Brimmage v. State

Annotate this Case

567 P.2d 54 (1977)

Daniel Ray BRIMMAGE, Appellant, v. The STATE of Nevada, Respondent.

No. 8573.

Supreme Court of Nevada.

July 27, 1977.

*56 Morgan D. Harris, Public Defender, Clark County, Las Vegas, for appellant.

Robert List, Atty. Gen., Carson City, and John S. McGimsey, Dist. Atty., Lincoln County, Pioche, for respondent.

OPINION

BATJER, Chief Justice:

Appellant stands convicted by jury of first degree murder (NRS 200.030), robbery (NRS 200.380), and third degree arson (NRS 205.020). Here, he asserts numerous grounds for reversal, none of which has merit.

On December 17, 1974, a burned Whittlesea taxicab was found eight miles north of Pioche, Lincoln County, Nevada. A few days later, the body of the cab's driver, John Mangeris, was found along side a road in Lincoln County. The body had one gunshot wound to the head and eight lacerations of the face and neck. Mangeris was last seen on December 17, 1974, with his passenger, appellant Daniel Brimmage.

At approximately 10:00 p.m. on December 16, 1974, Mangeris picked up appellant at the Velvet Touch Massage Parlor in Las Vegas. Appellant requested to be taken to a brothel in Lincoln County, and, before departing Las Vegas, the two went to the Whittlesea dispatch yard, refueled, and appellant made a $50.00 deposit for the trip. They arrived at Betty's Coyote Springs Ranch early in the morning on December *57 17, 1974. Appellant had a pistol in his possession which he temporarily deposited with the proprietor, Betty Armstrong. Upon leaving the brothel, appellant's gun was returned and he then offered Mangeris $10.00 to drive north. Betty Armstrong testified the cab remained in the ranch's driveway for an unusually long time before it turned north on Highway 93. Mangeris was never seen alive again.

1. On December 21, 1974, after the disappearance of Mangeris, but before the discovery of his body, appellant was interviewed by two Las Vegas detectives in Bakersfield, California, where he was in custody on other unrelated charges. During this interrogation, appellant gave a tape recorded statement containing inculpatory remarks about the crime. Appellant contends these statements should have been suppressed because they were involuntary and obtained in violation of Miranda v. Arizona, 384 U.S. 436, 86 S. Ct. 1602, 16 L. Ed. 2d 694 (1966).

Dataset records >>
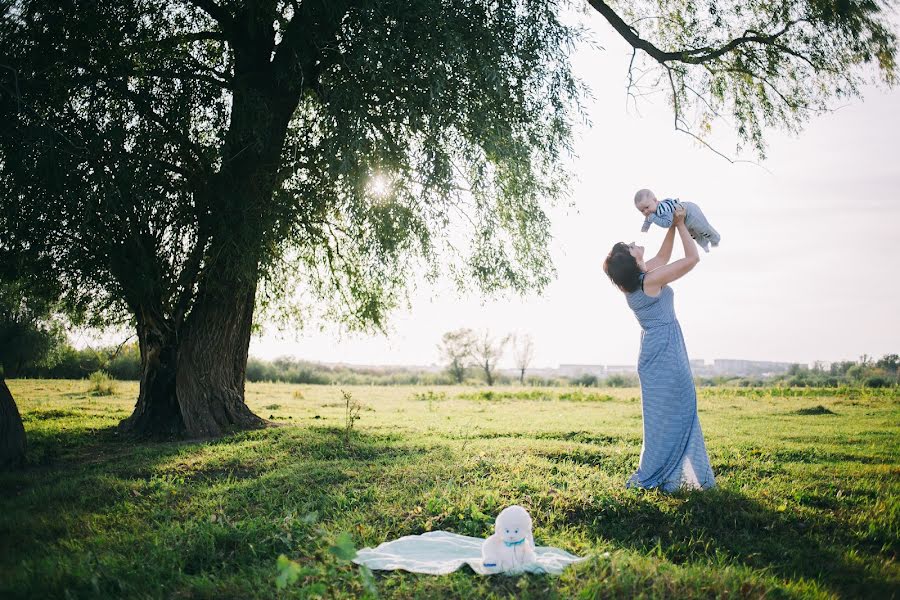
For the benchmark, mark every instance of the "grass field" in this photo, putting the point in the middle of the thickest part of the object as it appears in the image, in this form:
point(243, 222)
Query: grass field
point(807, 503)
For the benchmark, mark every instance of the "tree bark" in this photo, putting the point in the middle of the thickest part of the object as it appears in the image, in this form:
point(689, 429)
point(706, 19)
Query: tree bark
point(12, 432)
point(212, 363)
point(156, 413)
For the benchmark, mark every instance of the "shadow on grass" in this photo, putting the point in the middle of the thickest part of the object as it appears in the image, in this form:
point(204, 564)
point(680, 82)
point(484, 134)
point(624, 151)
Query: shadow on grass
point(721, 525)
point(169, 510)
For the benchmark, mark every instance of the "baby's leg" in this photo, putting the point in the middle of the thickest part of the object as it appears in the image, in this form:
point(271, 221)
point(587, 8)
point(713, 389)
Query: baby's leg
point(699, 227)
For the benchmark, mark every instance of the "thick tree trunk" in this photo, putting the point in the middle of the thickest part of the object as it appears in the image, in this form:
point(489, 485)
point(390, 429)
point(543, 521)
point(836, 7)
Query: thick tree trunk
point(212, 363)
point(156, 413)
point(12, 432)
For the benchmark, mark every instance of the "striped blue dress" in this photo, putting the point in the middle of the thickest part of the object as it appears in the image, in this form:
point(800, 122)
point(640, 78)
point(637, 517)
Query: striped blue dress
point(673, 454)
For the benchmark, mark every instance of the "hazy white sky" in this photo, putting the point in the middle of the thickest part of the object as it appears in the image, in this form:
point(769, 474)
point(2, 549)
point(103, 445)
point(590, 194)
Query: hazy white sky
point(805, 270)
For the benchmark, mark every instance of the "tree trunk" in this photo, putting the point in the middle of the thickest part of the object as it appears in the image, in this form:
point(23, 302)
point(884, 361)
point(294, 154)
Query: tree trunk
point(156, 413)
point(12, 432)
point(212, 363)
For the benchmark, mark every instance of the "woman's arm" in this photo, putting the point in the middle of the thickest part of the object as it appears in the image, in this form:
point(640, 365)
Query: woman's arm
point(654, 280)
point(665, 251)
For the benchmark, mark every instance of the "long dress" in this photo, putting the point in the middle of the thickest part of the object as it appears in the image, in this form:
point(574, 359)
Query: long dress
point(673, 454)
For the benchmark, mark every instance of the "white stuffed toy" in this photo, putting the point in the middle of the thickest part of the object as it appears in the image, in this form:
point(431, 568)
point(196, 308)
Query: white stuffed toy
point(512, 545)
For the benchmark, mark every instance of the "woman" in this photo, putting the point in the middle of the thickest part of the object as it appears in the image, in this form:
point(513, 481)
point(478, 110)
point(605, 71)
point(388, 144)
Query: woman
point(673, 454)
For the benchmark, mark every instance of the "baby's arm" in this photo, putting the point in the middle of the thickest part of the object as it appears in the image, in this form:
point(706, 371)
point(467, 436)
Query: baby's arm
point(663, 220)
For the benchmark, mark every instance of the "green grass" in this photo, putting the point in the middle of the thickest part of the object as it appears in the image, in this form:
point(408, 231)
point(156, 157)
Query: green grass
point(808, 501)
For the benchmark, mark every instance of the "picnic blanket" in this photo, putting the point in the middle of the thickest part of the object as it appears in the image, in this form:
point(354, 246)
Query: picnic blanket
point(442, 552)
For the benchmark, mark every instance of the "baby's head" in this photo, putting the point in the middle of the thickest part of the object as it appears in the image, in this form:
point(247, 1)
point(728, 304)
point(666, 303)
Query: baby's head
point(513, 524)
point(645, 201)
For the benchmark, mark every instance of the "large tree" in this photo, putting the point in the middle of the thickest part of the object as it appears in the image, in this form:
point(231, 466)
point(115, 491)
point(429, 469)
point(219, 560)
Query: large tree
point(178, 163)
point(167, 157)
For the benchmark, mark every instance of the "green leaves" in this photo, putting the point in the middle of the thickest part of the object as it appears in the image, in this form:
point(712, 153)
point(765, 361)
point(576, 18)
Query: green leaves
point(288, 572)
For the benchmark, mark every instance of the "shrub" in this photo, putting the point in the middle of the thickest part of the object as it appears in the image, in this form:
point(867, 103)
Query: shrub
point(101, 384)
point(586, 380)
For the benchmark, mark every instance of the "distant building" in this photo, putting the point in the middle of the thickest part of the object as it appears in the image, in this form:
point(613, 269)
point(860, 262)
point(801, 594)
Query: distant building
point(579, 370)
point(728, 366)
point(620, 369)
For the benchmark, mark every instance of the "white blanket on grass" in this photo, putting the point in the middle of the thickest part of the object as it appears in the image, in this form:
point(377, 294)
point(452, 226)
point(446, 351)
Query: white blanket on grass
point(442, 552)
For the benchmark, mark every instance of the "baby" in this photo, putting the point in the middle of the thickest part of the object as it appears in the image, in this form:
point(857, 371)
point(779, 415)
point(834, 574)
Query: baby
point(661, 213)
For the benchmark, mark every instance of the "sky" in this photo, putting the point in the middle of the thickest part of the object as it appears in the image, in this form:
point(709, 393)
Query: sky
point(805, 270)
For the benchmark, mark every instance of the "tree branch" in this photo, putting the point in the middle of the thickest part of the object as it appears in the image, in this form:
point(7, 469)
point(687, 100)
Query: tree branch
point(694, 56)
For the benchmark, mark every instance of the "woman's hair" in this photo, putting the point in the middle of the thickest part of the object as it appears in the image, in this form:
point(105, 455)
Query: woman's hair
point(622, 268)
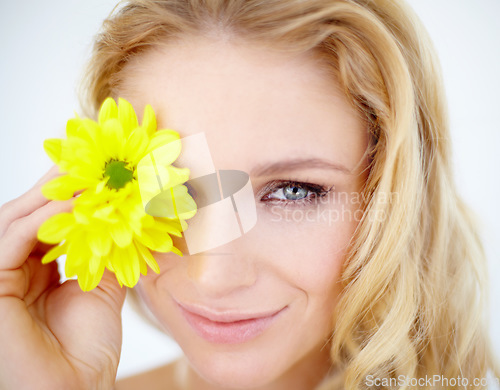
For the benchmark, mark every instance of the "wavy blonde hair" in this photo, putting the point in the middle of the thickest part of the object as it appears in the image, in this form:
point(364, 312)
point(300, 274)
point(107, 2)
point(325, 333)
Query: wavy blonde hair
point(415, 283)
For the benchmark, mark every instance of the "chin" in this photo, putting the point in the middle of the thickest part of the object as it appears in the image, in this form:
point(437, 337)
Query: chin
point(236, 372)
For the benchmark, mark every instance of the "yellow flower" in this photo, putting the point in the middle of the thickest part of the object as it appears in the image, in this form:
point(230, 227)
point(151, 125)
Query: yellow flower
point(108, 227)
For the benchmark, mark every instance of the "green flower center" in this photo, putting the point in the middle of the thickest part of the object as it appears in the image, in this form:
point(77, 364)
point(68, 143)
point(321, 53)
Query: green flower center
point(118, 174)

Your tasks >>
A) In the opinion, where did Mangeris pick up the appellant on the night of December 16, 1974?
B) Reproduce the passage of the opinion starting with "July 27, 1977." and going on through "which has merit.".

Answers to each task >>
A) At the Velvet Touch Massage Parlor in Las Vegas.

B)
July 27, 1977.

*56 Morgan D. Harris, Public Defender, Clark County, Las Vegas, for appellant.

Robert List, Atty. Gen., Carson City, and John S. McGimsey, Dist. Atty., Lincoln County, Pioche, for respondent.

OPINION

BATJER, Chief Justice:

Appellant stands convicted by jury of first degree murder (NRS 200.030), robbery (NRS 200.380), and third degree arson (NRS 205.020). Here, he asserts numerous grounds for reversal, none of which has merit.